[Point-based annotation data]
┄┄┄┄┄┄┄┄┄┄
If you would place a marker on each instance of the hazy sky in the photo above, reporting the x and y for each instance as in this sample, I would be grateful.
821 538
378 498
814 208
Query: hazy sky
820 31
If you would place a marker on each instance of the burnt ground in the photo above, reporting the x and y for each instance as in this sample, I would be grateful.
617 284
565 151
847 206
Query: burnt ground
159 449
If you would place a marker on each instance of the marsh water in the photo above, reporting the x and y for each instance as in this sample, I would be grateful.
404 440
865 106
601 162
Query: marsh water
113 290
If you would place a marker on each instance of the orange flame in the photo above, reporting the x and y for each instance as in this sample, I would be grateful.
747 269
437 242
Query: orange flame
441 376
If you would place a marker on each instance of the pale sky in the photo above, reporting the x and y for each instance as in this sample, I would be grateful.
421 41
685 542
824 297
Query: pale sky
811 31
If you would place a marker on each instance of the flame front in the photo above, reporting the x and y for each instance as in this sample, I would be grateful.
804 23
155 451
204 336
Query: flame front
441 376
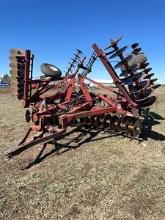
┄┄┄┄┄┄┄┄┄┄
◆ What you have to do: Copy out all of the material, swapping every "marker" for "pin" and leaving everything else unchanged. Omit the pictures.

◆ Response to the exercise:
If you would place a pin on each instance of the hazy sky in the photo above, reporting the x and y for each instance as in this sample, I would be grateful.
821 538
378 498
814 208
Query: hazy sky
820 31
If you would place a pin on each instance of the burnt ground in the photo above, reporting the x and y for each instance as in this sample, I would be grateful.
617 284
565 151
847 206
Query: burnt ground
159 449
If you would place a pin on each instance of the marsh water in the photo above, reporting the x and y for each instance as in this sample, I would be grateful.
404 440
865 106
601 162
Query: marsh water
113 290
If you would place a pin on each instance of the orange flame in the photo above, reporting the x and y for each instance as in this sample, I would be grateful.
747 269
437 242
Query: orange flame
441 376
If you would place a pin on each instance of the pale sky in the photo above, reporting the x and y for each instance as in this sample, I would be grateful.
421 41
685 542
824 297
Query: pale sky
811 31
If you would place a pin on each instance of the flame front in the photo above, reporting the x and y for each instance as in this sample, I would be grateful.
804 23
155 451
204 336
Query: flame front
441 376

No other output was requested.